Task item: Please write out all of the entries without altering anything.

(Stored data entries)
•••
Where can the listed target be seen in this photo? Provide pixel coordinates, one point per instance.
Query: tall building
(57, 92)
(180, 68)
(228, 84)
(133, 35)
•••
Result:
Where can the listed target be seen in this photo? Provide pixel coordinates, one point per instance.
Query: tall building
(57, 92)
(180, 68)
(228, 84)
(133, 35)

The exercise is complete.